[START AVAILABLE RECORDS]

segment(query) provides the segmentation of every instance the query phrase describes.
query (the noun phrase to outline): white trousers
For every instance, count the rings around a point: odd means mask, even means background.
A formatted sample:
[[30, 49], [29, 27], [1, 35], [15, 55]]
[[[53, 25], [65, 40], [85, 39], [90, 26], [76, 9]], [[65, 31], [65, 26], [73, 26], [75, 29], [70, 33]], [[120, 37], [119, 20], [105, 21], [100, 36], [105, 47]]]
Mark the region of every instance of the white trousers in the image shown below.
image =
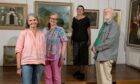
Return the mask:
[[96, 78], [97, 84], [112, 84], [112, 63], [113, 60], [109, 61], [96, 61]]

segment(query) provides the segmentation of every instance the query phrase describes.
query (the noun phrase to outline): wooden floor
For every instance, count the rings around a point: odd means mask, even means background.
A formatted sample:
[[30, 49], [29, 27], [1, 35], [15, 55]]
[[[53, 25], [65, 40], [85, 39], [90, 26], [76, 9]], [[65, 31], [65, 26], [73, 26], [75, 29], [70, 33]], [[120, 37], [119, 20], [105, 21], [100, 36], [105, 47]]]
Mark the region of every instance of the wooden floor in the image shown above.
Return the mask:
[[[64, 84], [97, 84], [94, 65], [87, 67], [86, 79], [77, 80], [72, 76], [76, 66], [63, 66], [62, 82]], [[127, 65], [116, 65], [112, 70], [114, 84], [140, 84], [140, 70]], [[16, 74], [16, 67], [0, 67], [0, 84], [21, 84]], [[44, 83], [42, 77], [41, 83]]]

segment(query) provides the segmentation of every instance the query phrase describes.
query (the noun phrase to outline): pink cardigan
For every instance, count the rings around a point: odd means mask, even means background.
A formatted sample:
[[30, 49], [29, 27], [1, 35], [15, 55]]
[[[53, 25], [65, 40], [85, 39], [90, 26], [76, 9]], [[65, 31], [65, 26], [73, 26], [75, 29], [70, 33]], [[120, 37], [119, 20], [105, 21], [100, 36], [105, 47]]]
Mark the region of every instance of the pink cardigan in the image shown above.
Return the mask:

[END AVAILABLE RECORDS]
[START AVAILABLE RECORDS]

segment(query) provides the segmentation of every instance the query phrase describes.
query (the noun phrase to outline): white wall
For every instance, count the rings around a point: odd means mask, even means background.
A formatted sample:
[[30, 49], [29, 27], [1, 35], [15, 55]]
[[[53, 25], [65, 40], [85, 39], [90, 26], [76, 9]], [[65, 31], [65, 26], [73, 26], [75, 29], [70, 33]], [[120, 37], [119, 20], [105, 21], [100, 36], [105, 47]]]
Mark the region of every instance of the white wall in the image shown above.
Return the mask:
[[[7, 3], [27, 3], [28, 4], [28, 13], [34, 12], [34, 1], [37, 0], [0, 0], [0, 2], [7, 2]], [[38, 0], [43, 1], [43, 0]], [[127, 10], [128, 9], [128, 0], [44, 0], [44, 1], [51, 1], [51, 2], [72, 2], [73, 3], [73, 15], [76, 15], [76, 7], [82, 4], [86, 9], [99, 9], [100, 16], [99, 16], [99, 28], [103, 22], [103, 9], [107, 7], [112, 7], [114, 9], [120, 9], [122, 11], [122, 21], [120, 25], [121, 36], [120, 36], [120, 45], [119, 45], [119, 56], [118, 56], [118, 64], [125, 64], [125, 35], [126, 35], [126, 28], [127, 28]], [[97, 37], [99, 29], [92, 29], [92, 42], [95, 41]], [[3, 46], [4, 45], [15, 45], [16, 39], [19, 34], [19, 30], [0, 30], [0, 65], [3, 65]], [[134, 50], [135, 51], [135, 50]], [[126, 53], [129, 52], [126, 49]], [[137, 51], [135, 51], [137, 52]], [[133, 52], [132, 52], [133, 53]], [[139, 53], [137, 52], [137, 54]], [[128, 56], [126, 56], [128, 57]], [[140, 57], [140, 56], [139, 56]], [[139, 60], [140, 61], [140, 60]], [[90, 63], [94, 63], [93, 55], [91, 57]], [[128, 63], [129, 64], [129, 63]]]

[END AVAILABLE RECORDS]

__WHAT TO WORK ON__:
List each line in the entries above that contains the word "wooden".

__REPLY__:
query (the noun phrase to outline): wooden floor
Mark the region of every instance of the wooden floor in the image shown above.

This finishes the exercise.